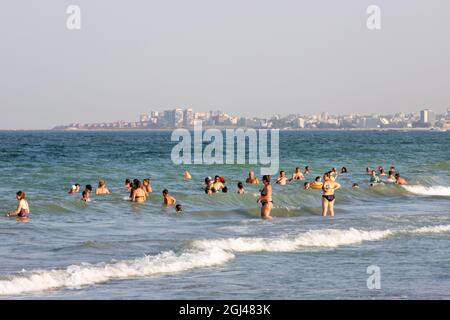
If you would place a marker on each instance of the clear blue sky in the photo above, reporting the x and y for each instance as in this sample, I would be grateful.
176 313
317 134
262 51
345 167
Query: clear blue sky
246 57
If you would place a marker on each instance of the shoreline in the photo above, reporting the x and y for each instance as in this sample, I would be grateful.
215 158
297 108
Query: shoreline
233 128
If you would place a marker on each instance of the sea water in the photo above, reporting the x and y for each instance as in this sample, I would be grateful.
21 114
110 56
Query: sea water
219 248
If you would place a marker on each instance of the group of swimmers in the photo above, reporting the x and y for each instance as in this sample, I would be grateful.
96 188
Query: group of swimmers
139 192
392 176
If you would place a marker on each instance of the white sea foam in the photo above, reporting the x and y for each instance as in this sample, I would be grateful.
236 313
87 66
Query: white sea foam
85 274
328 238
201 254
429 191
432 229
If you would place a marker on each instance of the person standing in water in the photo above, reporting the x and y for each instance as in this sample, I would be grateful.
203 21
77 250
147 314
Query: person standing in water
217 185
75 188
187 175
374 179
85 196
23 209
391 177
328 199
102 189
251 178
139 194
400 180
297 175
168 199
266 199
127 184
147 186
282 179
307 171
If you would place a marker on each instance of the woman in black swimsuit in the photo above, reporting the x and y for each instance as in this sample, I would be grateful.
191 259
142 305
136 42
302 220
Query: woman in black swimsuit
139 194
266 199
328 199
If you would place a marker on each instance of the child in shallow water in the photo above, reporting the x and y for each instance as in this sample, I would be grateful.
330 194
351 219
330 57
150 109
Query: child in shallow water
23 209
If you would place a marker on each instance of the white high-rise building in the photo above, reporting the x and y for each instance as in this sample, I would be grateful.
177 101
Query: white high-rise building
427 116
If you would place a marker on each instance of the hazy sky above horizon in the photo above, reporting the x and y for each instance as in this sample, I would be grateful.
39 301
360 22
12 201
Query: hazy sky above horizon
247 57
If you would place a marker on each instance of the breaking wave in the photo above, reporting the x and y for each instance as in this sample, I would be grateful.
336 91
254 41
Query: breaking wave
199 254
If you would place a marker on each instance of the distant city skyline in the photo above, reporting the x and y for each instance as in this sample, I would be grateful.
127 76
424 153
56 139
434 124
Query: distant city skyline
248 58
185 118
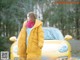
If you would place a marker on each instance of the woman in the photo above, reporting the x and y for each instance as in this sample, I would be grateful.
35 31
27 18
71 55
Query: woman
30 39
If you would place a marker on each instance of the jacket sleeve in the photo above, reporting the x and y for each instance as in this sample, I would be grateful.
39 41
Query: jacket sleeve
22 42
40 36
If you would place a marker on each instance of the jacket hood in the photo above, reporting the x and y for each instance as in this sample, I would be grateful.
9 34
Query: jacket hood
37 23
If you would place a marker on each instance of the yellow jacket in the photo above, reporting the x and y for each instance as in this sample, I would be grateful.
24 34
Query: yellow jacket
35 41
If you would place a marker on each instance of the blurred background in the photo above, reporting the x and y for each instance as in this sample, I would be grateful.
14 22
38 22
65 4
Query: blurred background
66 17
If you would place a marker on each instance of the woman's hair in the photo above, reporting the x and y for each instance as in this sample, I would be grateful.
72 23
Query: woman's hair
31 13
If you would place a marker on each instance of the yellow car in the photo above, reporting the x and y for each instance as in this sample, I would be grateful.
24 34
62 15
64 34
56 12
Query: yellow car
55 45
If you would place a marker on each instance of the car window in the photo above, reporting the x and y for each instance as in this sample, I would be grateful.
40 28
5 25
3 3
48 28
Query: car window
52 34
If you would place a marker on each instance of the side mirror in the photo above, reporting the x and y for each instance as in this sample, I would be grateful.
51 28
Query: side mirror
13 38
68 37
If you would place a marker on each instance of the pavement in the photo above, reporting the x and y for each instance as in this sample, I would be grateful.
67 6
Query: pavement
75 44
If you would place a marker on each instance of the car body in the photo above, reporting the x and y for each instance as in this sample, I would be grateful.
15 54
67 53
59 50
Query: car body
55 45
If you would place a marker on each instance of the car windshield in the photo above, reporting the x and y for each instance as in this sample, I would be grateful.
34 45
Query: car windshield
52 34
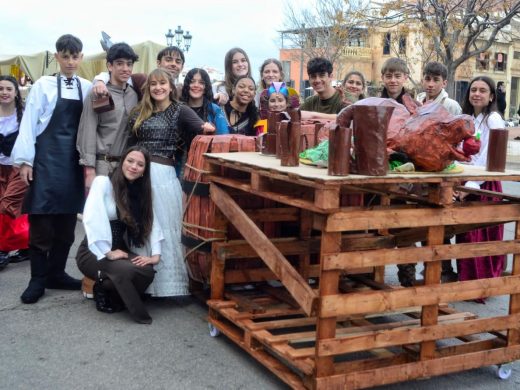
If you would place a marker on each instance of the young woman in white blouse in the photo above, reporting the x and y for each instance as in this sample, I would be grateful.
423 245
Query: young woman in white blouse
480 102
123 240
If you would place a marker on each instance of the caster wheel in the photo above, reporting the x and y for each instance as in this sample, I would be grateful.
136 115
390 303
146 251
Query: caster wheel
214 332
504 371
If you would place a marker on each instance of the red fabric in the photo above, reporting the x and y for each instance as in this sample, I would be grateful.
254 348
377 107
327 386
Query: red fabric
12 190
484 266
14 232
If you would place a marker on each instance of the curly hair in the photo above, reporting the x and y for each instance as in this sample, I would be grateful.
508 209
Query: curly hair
207 96
146 106
230 78
467 107
18 102
122 199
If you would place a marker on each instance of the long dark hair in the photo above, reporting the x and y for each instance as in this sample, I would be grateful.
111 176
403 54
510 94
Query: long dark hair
467 108
18 102
229 78
122 197
278 64
207 96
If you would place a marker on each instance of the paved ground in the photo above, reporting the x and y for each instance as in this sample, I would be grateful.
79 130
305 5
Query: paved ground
62 342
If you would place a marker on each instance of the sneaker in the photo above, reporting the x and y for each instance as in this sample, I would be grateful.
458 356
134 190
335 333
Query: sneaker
87 288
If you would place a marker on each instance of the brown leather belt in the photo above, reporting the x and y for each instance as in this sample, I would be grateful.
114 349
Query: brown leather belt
108 158
163 160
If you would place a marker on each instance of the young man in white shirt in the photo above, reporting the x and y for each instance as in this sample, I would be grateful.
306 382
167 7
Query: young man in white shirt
45 151
435 79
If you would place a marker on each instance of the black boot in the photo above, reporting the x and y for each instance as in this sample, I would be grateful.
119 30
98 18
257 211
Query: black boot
4 260
448 273
57 278
406 274
36 287
19 256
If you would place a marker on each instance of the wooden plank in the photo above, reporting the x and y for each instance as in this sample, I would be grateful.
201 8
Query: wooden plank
217 277
329 285
272 257
426 368
378 301
274 214
255 161
270 362
293 246
513 335
493 194
376 257
245 275
414 334
432 275
288 246
367 330
281 198
352 220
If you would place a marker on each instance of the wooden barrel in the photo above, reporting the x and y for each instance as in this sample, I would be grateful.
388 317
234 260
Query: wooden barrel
199 211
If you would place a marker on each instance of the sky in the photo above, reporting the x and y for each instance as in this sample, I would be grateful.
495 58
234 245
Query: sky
216 26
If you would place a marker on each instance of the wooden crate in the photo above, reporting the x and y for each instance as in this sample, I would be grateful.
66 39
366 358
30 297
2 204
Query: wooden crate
331 322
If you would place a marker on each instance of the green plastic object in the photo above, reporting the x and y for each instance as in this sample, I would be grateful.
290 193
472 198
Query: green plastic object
317 153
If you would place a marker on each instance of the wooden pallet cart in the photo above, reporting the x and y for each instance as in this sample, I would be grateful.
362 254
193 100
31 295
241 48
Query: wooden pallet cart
317 311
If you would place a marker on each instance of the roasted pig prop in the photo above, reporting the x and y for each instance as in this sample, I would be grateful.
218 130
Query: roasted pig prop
431 138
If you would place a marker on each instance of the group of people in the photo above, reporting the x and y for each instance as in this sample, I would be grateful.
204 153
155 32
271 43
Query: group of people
128 154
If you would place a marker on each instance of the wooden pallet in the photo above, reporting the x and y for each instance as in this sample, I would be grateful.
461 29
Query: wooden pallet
283 338
348 329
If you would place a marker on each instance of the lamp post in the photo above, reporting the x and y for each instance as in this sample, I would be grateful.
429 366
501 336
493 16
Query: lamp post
183 40
302 85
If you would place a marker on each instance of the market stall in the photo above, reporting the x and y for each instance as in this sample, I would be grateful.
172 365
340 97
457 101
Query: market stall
316 310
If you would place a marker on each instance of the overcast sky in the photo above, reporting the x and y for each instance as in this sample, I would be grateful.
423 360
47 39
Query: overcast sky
31 26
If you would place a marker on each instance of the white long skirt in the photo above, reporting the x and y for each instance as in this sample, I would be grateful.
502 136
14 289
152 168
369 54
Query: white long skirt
171 278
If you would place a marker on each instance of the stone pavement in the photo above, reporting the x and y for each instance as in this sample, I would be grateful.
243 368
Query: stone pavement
62 342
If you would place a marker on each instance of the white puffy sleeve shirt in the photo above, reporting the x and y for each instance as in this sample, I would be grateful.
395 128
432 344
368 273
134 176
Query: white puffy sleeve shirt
100 209
482 125
38 112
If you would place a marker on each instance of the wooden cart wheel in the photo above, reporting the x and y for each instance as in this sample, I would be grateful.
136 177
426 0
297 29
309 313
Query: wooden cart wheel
214 332
504 371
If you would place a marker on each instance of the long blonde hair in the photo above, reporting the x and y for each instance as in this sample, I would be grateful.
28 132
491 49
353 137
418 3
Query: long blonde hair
146 106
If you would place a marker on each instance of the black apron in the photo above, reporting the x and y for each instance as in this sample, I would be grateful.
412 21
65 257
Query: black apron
58 182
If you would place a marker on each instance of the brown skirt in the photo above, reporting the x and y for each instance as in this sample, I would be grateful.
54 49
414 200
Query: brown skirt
120 277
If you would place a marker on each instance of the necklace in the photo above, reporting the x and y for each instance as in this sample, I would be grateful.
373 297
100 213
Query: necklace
235 116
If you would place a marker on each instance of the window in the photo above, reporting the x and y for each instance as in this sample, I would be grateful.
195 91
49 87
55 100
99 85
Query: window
483 61
500 62
286 68
386 44
402 45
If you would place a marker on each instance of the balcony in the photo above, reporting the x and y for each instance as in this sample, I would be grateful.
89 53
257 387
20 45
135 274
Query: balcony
515 66
356 52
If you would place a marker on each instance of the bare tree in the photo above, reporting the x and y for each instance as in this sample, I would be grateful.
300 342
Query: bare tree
457 30
324 29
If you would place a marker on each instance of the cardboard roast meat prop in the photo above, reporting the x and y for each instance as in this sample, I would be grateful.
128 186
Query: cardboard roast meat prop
431 137
369 129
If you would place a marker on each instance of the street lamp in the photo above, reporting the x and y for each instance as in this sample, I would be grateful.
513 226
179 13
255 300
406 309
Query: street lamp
302 85
183 40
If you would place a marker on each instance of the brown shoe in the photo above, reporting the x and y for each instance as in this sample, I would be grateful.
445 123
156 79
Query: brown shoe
87 287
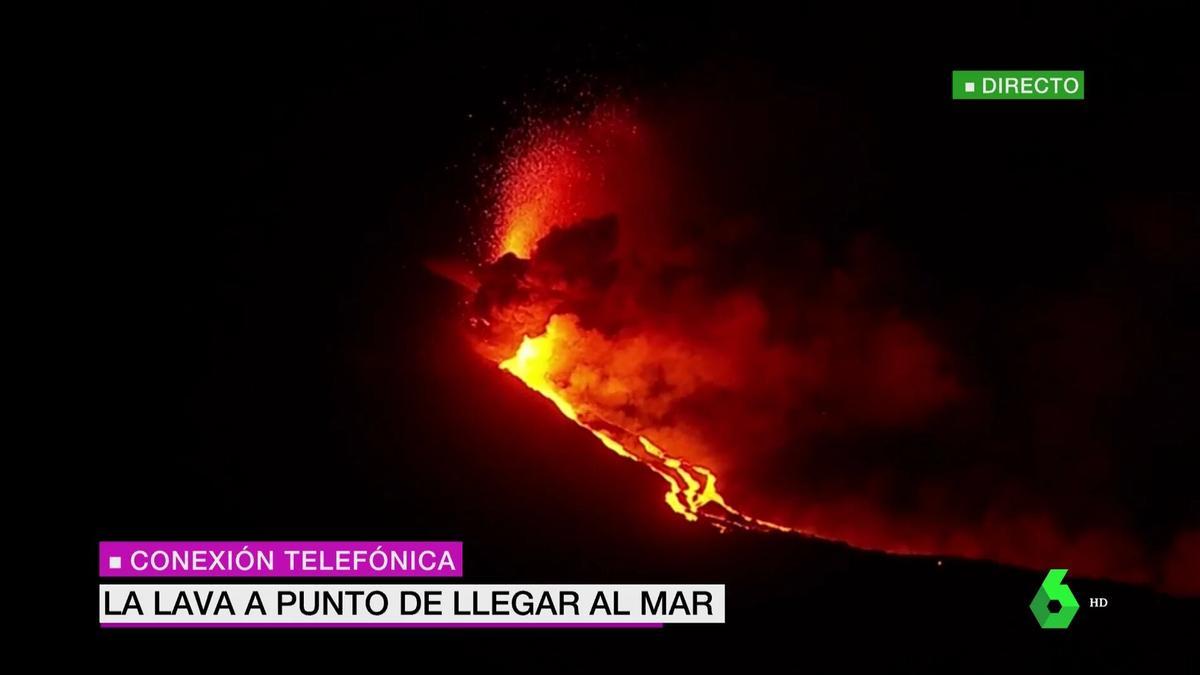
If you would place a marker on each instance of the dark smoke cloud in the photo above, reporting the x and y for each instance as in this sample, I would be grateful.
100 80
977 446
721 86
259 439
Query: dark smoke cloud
729 300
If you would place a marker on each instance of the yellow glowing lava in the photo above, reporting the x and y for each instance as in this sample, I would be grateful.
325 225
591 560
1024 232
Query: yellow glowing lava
691 488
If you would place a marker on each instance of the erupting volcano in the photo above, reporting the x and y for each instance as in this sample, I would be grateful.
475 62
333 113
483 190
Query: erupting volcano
637 281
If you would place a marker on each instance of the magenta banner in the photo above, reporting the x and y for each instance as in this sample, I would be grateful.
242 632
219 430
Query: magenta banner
281 559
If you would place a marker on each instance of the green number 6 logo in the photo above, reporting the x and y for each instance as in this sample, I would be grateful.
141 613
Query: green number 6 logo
1053 589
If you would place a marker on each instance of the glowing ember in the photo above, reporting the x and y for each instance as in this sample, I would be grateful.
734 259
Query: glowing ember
693 488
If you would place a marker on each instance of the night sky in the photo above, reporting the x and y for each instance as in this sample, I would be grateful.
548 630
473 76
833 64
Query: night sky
269 356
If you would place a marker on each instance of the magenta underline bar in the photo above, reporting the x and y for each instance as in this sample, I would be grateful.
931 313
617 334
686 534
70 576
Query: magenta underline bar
369 625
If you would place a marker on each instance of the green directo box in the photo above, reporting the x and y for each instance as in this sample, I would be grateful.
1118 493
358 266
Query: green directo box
1017 85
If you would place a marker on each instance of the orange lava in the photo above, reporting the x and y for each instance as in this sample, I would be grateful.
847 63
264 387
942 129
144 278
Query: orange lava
691 490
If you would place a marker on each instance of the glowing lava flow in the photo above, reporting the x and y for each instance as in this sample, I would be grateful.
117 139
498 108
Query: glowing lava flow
693 488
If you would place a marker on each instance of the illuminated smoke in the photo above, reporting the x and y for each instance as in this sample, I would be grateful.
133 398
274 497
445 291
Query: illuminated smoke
695 338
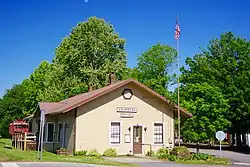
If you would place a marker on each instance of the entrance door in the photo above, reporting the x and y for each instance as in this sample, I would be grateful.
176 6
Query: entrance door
137 139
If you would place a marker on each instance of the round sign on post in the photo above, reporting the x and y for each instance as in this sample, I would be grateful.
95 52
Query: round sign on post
220 135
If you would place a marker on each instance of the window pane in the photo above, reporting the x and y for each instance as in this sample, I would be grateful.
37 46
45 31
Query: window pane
158 133
115 132
59 132
50 133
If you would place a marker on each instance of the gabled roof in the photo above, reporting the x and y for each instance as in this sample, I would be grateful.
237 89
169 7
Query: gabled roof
76 101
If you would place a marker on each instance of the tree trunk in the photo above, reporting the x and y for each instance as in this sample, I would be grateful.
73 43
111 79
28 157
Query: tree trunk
197 148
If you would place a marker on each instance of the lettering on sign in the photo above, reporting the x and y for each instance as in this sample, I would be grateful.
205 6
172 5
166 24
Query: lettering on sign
127 115
126 109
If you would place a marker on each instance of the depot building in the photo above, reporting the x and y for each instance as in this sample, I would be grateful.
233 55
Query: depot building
125 115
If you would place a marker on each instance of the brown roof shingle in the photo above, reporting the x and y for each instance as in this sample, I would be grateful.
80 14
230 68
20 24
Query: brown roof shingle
78 100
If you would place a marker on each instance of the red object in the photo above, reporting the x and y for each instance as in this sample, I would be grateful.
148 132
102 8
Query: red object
18 126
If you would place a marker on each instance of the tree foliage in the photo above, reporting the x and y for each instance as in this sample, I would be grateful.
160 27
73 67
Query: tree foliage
223 68
92 51
209 107
154 67
84 58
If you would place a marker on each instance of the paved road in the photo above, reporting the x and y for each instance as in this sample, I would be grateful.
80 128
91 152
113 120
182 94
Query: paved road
139 162
234 156
46 164
158 163
241 160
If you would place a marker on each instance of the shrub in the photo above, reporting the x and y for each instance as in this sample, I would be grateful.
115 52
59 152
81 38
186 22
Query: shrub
181 152
81 153
200 156
171 157
110 152
93 153
150 153
162 153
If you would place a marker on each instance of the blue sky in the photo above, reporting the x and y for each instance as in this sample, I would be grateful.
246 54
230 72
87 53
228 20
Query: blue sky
32 29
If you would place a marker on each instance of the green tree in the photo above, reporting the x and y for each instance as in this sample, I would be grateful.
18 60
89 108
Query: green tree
92 51
12 106
154 68
59 86
225 65
209 108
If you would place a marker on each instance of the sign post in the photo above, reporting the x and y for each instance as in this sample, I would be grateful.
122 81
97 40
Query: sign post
41 132
220 135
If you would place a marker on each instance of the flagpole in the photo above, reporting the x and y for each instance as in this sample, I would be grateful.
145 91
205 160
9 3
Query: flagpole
178 85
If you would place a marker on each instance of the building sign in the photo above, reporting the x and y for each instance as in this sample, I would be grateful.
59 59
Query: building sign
126 109
127 115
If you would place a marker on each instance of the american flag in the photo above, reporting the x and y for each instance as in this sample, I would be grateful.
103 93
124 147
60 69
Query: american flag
177 31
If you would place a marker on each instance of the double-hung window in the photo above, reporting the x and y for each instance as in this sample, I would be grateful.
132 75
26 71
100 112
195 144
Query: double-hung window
115 133
50 131
158 133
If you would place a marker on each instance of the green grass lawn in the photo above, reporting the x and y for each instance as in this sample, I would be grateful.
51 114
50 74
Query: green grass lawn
19 155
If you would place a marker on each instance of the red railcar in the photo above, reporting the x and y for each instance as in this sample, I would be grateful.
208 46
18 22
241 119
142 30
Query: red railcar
18 126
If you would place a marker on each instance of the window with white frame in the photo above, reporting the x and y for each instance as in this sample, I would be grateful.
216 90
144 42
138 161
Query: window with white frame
158 133
50 131
115 131
60 126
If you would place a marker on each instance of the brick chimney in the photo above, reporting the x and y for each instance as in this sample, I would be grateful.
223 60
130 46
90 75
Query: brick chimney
112 78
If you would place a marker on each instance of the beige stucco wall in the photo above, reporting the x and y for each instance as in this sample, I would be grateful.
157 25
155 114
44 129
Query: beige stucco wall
68 118
93 119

Written task – From the line holding "the green grass" down to the final line above, quote every line exactly and only those lines.

Response to this exercise –
If you would place a marker on each instance of the green grass lawn in the photo above, reporting the x and y for each instance as in this sample, I would be grateful.
51 114
50 74
Query: green grass lawn
19 155
If you would place a marker on each instance of the red railcar in the photo above, reporting the x and y for each instance as in this sample, I would be grateful.
208 46
18 22
241 119
142 30
Query: red railcar
18 126
If you would place a marker on each instance of the window with white frame in the photo above, reporting the x and y for each instance as in this sample, I would be grateful.
216 90
144 42
138 161
Query: window with white frame
158 133
50 131
115 131
60 126
If you would place a marker on each instance of the brick chimney in the photo above, reporting the x and y for each instance as in this sample, I would be grateful.
223 60
130 46
90 75
Query: brick chimney
112 78
If you would place a marker on each instance of the beige stucco wall in the photo above, reporting the x and y for each instance as in this sample, I would be grateful.
157 25
155 114
44 129
Query: beige stucco wall
68 118
93 119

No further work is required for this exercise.